Stated problem — Find every line in the records below that contains the word "analyze", and copy each of those lines.
━━━ Supplied data
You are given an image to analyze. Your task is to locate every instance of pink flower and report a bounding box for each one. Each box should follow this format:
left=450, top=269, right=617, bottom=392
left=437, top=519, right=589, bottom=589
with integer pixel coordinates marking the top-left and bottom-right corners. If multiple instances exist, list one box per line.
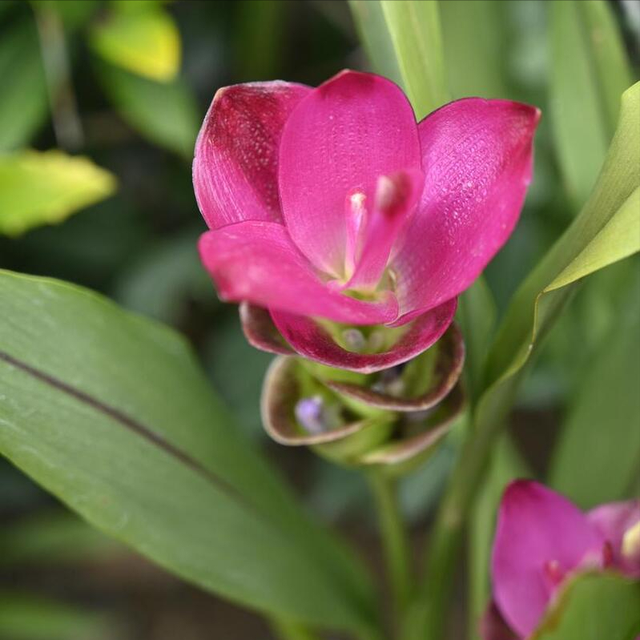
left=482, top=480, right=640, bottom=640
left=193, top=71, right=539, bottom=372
━━━━━━
━━━ Supplied data
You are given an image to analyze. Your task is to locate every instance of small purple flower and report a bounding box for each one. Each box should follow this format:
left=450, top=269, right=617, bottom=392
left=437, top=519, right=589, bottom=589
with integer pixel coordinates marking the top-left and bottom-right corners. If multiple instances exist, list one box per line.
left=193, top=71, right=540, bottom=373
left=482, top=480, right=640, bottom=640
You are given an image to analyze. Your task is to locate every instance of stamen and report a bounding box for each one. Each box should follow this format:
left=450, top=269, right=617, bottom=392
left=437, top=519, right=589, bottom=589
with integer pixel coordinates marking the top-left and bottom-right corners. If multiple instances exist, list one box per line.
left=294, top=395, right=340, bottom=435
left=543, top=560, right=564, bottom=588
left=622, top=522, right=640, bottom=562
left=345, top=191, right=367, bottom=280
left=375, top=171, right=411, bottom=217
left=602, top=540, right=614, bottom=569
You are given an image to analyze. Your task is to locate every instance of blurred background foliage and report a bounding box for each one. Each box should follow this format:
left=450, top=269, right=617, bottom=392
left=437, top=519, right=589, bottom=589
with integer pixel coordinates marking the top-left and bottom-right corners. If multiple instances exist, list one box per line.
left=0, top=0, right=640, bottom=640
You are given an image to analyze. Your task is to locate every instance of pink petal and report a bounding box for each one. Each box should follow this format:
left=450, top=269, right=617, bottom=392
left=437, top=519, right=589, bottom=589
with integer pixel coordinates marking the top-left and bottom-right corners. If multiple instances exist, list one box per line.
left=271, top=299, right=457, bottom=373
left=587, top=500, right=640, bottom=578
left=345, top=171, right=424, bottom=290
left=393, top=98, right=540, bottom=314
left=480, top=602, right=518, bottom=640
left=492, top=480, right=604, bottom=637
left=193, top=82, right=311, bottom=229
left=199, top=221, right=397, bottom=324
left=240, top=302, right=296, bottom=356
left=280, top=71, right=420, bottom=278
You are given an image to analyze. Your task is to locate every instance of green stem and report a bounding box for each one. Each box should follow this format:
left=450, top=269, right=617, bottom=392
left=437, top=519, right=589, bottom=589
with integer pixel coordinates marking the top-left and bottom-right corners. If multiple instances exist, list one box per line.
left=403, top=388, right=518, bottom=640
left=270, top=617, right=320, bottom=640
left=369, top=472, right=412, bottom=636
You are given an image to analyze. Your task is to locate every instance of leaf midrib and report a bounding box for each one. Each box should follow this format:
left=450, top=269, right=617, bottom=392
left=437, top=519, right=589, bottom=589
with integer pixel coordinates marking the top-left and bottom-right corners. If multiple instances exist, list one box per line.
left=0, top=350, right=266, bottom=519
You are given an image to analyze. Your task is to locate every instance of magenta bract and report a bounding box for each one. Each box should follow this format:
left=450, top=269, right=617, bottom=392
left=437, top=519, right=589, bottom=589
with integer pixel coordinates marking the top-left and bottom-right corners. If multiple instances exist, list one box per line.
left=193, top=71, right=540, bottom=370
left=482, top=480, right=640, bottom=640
━━━━━━
Solution to this problem —
You are given an image to analyze. Your task is to locate every instance of pink flower and report a bounding box for each one. Each box should follow this format:
You are given an image to analyze. Your task is to locate every instance of small purple flower and report a bounding box for each one. Each box should follow this format:
You are given an image to analyze. Your task is to locate every instance of stamen and report a bounding box for each one. Each box should follow this format:
You are given an image to analyze. Your task is to locate every instance of blurred background foliage and report a bounding box for each one. Each box should follow this format:
You are given an image to analyze. Your task is to locate every instance of pink petal and report a bounding box for each one. Each box should follow this format:
You are given an image to analyze. Your task is to locate every instance of green stem and report a bounding box for each one. Each box should follow this format:
You are given an image to analyze. Your task is to locate every instance of leaf midrib and report a bounding box for each one. Each box should follow this format:
You are given an image to analyze. Your task is to locate every instance of magenta bract and report a bounding box for each one. Each box should follow this format:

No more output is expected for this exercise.